TÂCHES ET EXERCICES -
[1] Renvoyez le passage de l'extrait sur la force majeure qui va de « Il appartient à » à « elle était contestée. ».
[2] Répondez à ces questions sur l'extrait consacré à la force majeure :
(a) En fonction de quoi la capacité de l'entreprise à poursuivre son activité en cas de baisse de tension devra-t-elle notamment être appréciée ?
(b) Que permet la récupération des heures perdues à l'employeur ?
(c) À quoi l'employeur doit-il veiller ?
[3] Pouvez-vous réécrire plus brièvement, en gardant ses faits principaux, le paragraphe de l'extrait sur la force majeure qui commence par « Il appartient à l'employeur » ?

EXTRAIT -

Si les conditions paraissent remplies en théorie pour recueillir la qualification de force majeure, la capacité de l’entreprise à poursuivre son activité en cas de baisse de tension devra être appréciée concrètement notamment en fonction des moyens propres de production d’énergie dont elle dispose.

Il appartient à l’employeur d’apprécier le bien-fondé du recours à la récupération des heures perdues et d’en justifier l’usage auprès du juge, si elle était contestée.

La récupération des heures perdues permet à l’employeur de reporter l'exécution des heures de travail qui n’ont pu être effectuées en cas de force majeure (Cf. : détail du dispositif supra).

Obligations de l’employeur en matière de sécurité et de protection de la santé des salariés :

L'employeur doit veiller à la santé et à la sécurité de ses salariés.

LIGNES DE DONNÉES -
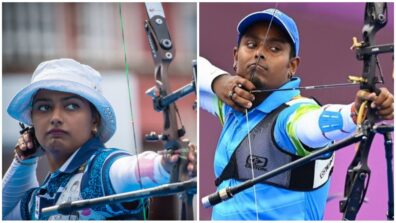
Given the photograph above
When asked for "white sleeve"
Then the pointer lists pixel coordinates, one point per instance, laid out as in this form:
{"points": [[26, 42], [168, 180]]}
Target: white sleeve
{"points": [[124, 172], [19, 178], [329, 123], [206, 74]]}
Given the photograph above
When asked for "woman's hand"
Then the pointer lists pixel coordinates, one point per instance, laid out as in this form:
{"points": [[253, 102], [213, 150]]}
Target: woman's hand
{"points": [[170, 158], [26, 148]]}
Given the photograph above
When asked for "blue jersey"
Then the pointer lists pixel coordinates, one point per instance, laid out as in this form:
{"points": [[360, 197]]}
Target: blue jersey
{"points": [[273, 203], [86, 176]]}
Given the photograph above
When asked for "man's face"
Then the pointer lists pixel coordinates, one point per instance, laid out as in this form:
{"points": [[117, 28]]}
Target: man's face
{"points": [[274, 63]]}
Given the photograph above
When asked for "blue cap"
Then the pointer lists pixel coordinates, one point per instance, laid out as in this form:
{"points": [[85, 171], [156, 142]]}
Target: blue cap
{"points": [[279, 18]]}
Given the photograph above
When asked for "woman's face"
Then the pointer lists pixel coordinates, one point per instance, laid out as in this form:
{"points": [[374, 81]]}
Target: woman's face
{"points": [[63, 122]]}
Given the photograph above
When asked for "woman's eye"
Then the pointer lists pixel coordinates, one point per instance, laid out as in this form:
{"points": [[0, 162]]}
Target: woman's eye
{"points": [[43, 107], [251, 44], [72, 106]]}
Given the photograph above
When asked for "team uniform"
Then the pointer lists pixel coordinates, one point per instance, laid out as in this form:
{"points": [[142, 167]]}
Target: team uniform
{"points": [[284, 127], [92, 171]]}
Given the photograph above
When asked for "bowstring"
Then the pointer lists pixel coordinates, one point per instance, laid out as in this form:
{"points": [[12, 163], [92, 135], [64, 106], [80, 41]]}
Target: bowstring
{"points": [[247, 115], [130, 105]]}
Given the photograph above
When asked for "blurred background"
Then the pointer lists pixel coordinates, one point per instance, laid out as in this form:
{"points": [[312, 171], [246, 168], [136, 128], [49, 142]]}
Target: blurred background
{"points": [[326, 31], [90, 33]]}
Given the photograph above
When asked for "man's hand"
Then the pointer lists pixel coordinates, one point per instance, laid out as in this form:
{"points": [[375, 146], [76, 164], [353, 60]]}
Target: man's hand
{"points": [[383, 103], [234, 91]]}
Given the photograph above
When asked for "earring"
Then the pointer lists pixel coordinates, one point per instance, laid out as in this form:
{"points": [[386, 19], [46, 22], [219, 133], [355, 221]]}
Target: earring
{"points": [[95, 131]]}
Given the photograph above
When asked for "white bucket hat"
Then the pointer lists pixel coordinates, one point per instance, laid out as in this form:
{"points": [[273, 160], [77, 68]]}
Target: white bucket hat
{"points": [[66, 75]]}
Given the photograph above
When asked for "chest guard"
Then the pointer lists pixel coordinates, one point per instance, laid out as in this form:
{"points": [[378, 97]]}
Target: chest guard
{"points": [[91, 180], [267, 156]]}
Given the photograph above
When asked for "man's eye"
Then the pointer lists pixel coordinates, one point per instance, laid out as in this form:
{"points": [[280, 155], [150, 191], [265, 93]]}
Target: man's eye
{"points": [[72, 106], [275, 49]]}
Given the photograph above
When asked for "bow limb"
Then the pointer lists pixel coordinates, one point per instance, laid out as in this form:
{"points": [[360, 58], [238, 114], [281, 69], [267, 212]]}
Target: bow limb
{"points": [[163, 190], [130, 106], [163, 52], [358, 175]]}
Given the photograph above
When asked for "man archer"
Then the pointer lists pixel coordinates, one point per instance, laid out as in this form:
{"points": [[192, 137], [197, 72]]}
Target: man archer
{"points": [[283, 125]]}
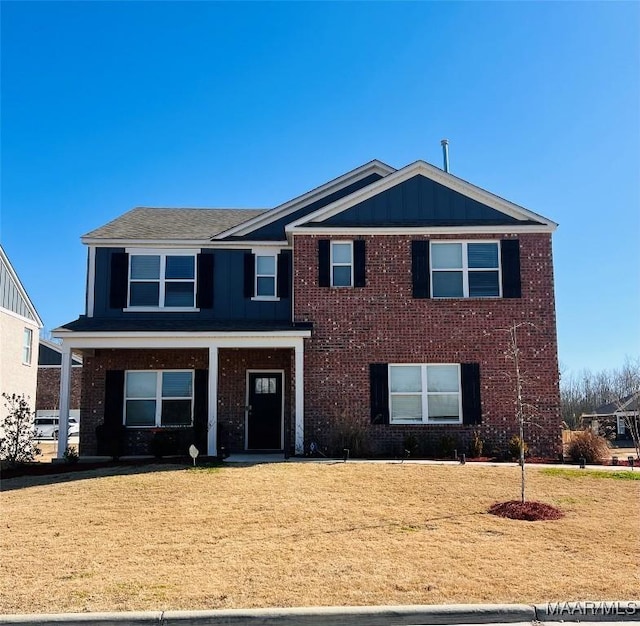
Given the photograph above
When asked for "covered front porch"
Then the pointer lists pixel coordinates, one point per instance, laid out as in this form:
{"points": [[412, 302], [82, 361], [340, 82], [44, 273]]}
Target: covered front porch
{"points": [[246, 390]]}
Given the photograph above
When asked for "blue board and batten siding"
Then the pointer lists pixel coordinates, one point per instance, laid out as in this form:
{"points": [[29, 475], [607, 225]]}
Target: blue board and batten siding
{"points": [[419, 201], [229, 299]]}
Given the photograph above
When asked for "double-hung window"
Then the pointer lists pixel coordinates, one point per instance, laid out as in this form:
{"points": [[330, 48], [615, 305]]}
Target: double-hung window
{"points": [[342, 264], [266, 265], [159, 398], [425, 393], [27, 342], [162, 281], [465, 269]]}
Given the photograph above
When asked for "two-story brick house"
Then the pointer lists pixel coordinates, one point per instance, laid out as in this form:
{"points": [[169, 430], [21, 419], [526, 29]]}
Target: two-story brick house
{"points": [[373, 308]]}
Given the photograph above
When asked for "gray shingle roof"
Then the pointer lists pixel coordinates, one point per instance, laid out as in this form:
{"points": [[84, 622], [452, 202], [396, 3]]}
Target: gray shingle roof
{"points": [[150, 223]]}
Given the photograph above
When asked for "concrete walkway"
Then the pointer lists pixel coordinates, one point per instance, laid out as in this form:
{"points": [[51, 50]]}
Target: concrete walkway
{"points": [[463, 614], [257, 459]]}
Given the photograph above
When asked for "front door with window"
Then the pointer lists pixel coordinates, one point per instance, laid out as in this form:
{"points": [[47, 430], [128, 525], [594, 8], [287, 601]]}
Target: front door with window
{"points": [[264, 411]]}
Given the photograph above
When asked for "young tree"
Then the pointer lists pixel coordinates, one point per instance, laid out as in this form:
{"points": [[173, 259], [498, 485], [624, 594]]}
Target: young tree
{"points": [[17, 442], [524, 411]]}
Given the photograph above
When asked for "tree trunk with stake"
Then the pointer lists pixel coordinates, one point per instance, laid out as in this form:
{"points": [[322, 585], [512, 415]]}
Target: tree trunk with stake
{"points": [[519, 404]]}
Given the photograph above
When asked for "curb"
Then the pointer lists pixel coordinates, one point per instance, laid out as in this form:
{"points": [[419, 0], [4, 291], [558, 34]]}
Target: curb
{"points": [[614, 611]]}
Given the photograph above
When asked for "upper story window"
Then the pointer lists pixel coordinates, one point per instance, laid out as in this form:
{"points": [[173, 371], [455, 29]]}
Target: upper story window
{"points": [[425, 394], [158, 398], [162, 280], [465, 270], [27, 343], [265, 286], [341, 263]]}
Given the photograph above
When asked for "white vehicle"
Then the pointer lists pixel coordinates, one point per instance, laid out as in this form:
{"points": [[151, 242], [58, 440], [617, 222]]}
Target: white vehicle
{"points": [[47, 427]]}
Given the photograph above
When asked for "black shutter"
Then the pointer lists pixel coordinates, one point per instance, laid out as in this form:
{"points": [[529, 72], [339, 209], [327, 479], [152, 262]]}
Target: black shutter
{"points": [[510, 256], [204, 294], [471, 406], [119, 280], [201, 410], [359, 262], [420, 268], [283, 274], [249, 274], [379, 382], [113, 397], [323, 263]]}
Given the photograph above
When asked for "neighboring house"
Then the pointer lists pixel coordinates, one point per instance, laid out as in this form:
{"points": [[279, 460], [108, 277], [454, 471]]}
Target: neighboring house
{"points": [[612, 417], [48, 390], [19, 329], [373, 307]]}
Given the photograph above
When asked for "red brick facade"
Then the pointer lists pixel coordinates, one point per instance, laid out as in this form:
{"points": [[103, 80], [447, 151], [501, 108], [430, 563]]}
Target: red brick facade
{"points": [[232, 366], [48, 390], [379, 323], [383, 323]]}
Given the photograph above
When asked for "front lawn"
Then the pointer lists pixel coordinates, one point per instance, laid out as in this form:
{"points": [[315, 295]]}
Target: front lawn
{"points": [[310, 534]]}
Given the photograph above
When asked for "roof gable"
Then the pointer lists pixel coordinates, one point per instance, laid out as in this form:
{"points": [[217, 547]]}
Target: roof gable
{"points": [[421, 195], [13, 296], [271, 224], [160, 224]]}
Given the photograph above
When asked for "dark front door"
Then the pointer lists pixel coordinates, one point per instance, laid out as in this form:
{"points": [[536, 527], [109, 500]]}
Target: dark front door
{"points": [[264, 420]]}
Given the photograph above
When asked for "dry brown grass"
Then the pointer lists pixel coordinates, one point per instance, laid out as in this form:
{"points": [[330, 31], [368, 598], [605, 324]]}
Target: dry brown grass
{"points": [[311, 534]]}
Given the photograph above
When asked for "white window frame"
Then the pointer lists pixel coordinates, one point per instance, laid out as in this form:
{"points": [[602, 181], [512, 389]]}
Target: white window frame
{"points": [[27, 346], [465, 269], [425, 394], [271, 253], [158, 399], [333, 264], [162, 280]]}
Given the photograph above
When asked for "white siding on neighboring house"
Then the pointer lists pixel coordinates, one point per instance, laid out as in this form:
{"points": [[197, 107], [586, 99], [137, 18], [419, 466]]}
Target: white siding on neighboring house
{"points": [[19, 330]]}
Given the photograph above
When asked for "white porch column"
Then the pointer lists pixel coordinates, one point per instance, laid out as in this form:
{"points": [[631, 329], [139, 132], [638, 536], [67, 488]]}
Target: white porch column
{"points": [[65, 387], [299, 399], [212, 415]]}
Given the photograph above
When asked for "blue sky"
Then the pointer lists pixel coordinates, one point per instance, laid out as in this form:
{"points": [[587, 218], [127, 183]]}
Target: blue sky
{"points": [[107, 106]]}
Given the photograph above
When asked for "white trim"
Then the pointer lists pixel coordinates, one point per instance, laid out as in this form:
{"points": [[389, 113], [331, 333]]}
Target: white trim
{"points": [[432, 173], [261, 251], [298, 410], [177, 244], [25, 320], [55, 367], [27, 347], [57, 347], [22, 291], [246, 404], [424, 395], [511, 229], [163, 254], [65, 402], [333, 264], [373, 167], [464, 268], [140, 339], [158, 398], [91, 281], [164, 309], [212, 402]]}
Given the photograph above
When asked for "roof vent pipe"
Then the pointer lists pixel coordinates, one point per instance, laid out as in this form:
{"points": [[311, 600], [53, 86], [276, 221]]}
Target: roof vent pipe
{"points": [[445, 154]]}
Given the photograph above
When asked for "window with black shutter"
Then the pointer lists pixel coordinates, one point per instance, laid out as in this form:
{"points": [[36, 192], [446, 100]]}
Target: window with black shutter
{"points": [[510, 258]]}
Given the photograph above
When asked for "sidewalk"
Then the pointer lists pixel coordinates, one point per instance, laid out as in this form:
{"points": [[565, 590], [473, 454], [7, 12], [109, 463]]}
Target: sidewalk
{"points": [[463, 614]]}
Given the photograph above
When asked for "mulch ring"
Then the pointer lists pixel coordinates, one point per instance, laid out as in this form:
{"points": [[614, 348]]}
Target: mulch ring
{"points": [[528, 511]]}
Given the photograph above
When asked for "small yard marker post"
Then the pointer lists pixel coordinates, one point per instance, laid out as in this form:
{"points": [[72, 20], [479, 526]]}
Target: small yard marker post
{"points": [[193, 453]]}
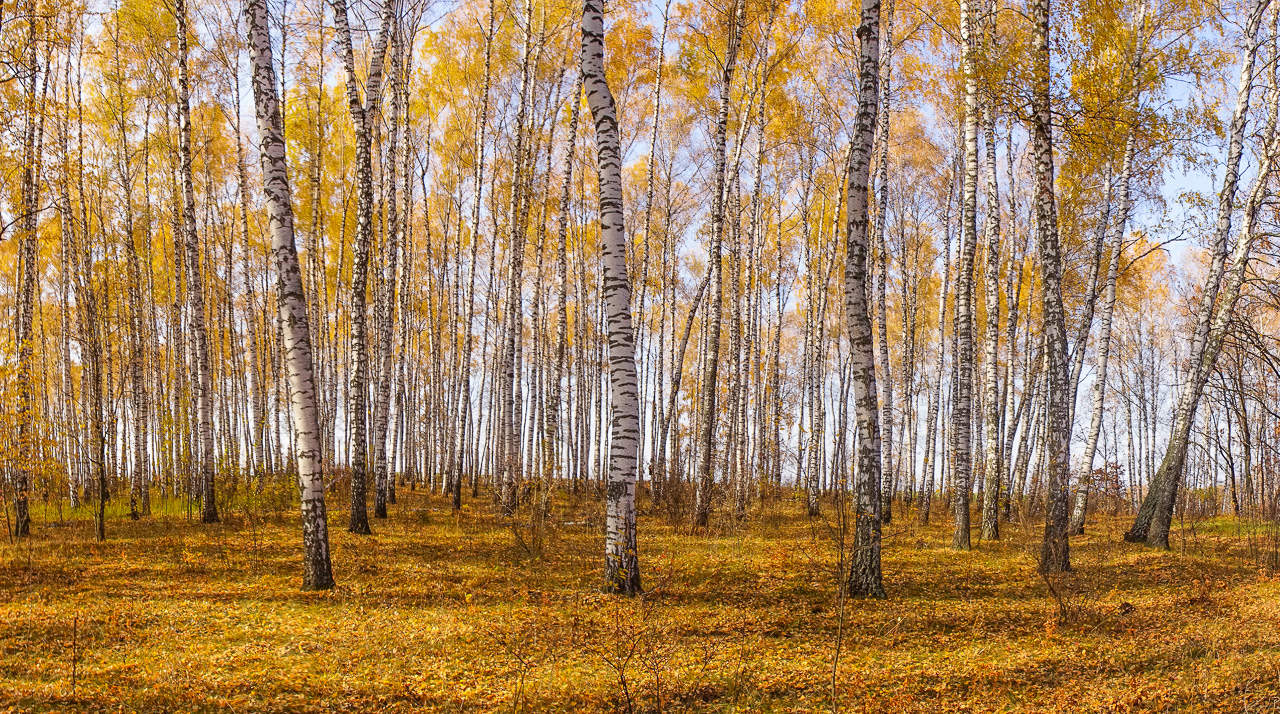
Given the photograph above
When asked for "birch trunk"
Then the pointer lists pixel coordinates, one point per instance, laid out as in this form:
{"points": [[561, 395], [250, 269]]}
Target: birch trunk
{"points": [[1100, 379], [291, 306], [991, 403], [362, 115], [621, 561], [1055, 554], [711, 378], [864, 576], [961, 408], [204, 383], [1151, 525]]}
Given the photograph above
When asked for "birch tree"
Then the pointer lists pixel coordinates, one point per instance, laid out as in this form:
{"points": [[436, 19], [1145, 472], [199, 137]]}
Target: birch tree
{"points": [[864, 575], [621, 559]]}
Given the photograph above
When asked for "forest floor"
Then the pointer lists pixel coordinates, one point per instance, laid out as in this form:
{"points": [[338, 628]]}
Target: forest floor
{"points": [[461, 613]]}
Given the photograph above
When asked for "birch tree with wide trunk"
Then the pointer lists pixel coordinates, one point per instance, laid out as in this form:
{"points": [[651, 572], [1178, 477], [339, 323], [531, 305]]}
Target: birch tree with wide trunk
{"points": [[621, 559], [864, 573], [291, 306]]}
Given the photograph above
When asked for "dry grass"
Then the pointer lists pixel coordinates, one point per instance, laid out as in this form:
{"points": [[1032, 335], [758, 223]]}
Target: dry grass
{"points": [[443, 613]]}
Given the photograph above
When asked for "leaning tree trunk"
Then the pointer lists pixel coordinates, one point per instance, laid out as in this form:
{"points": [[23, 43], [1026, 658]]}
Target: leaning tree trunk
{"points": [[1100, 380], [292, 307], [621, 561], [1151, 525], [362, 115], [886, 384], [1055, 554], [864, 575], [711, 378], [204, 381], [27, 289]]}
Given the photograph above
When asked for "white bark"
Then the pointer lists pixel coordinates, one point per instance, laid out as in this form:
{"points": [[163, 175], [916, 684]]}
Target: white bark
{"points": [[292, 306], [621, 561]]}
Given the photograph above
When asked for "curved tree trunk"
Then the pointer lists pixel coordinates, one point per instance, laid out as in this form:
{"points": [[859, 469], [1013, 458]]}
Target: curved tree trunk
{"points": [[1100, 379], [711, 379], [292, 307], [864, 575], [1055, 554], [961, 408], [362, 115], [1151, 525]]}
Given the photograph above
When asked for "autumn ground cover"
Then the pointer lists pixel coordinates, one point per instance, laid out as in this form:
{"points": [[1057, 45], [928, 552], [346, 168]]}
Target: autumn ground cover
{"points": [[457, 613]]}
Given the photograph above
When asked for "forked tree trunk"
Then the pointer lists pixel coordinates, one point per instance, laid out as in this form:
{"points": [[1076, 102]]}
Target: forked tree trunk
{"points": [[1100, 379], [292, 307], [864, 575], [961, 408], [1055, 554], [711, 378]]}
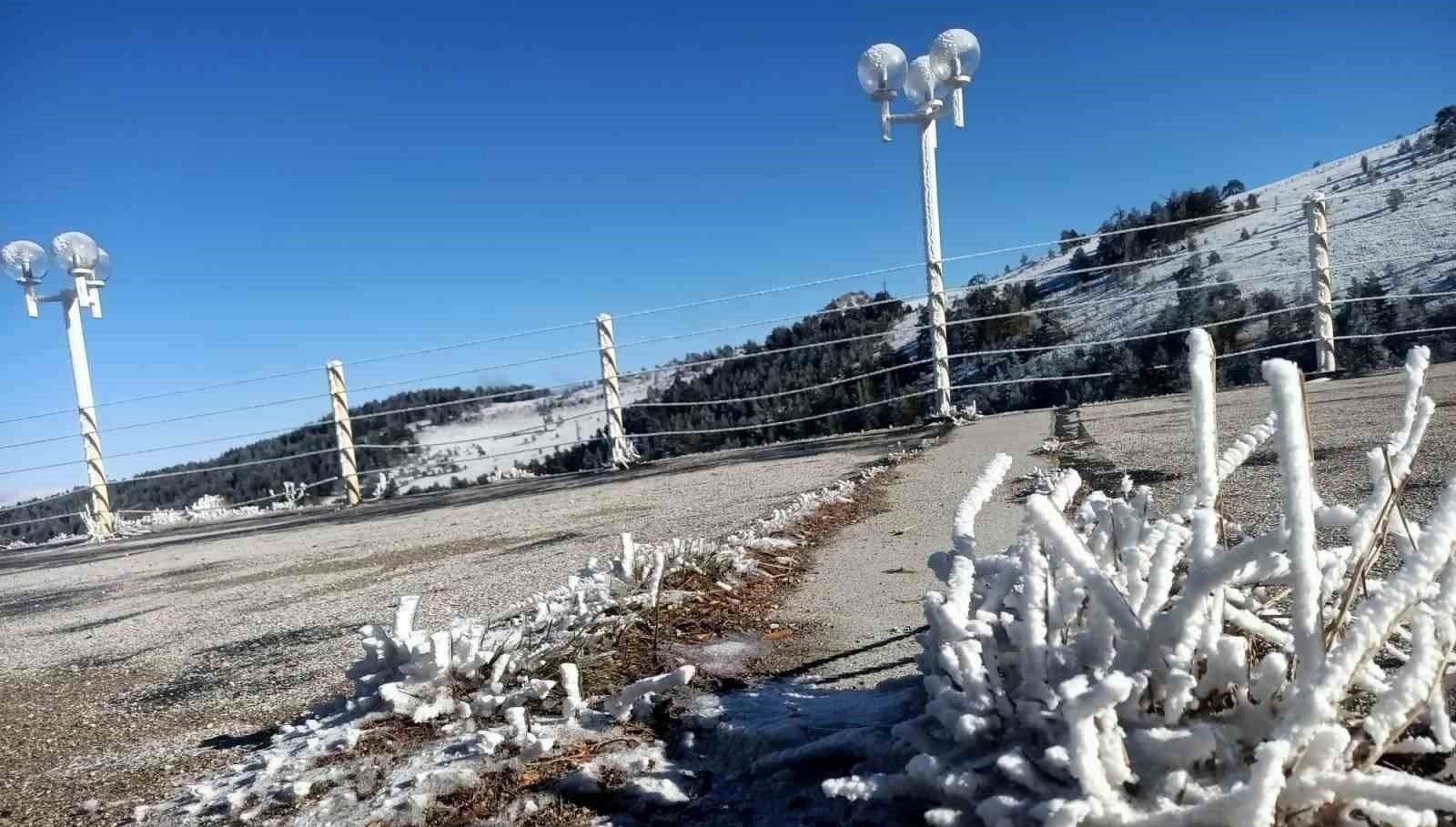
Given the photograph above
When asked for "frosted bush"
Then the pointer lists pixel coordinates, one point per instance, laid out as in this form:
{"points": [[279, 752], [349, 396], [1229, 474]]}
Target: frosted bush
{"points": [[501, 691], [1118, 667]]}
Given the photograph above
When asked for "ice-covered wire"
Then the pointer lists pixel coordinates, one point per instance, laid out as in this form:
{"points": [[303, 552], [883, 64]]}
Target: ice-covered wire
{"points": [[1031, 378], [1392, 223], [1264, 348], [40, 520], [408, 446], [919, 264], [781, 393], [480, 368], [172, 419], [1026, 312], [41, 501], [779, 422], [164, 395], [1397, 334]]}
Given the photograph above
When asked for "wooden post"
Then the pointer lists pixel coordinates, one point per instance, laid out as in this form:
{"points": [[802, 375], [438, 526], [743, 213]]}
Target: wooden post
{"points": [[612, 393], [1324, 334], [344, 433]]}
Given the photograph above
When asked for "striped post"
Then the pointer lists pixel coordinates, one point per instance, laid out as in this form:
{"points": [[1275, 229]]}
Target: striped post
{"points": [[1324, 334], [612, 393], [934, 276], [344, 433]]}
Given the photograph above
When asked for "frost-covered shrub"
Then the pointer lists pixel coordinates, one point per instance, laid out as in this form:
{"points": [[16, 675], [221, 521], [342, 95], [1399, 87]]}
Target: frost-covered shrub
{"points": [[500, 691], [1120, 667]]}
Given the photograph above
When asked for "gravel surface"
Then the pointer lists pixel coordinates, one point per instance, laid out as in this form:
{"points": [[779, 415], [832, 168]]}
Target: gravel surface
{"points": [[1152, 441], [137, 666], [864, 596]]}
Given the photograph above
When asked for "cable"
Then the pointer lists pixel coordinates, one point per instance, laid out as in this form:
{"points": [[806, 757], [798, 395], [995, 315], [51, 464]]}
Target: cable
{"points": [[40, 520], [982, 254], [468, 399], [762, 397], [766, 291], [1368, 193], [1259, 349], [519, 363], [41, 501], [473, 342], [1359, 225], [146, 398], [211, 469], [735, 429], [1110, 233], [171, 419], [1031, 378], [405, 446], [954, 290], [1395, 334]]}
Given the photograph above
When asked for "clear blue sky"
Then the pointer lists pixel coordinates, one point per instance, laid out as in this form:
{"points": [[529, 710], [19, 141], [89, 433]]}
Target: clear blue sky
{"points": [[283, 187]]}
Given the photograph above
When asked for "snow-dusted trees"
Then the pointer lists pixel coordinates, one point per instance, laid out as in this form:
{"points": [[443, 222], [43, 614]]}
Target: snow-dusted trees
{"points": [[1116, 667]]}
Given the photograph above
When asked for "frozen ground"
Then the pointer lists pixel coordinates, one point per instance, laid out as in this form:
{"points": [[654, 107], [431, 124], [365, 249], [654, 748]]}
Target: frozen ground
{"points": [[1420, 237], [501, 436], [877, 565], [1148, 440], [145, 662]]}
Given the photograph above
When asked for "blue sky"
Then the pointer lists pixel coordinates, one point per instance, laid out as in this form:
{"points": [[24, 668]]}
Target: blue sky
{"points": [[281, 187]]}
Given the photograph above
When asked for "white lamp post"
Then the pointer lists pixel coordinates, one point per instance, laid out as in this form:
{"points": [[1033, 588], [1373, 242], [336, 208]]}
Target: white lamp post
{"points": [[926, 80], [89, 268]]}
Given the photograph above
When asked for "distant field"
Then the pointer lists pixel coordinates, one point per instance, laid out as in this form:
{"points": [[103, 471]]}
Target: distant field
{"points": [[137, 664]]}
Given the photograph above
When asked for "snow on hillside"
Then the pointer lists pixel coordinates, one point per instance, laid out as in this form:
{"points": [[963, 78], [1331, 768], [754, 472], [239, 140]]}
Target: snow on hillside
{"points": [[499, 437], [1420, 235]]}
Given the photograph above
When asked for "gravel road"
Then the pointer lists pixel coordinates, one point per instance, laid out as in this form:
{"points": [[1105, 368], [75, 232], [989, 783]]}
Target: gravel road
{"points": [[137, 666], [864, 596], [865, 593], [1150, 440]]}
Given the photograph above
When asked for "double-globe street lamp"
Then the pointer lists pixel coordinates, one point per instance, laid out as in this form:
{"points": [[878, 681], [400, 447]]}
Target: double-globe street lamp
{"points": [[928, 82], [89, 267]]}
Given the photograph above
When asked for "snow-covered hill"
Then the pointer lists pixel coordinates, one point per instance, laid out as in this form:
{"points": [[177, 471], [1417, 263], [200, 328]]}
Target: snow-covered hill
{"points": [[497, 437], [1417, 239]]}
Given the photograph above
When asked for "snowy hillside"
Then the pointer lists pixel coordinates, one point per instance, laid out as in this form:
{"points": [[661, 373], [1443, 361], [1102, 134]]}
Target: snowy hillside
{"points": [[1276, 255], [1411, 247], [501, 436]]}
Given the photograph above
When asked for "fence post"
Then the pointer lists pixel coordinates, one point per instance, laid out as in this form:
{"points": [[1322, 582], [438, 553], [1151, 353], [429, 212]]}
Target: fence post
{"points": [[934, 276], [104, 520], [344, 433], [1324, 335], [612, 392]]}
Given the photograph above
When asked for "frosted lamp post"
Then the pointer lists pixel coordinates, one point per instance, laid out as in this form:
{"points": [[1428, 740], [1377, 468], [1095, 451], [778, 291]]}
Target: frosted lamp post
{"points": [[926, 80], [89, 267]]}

LES RÉPONSES -
[1]
Il appartient à l’employeur d’apprécier le bien-fondé du recours à la récupération des heures perdues et d’en justifier l’usage auprès du juge, si elle était contestée.

[2]
(a) En fonction des moyens propres de production d'énergie dont elle dispose.
(b) De reporter l'exécution des heures de travail qui n'ont pu être effectuées en cas de force majeure.
(c) À la santé et à la sécurité de ses salariés.

[3] L'employeur juge si le recours à la récupération des heures perdues est fondé et doit le justifier devant le juge en cas de contestation.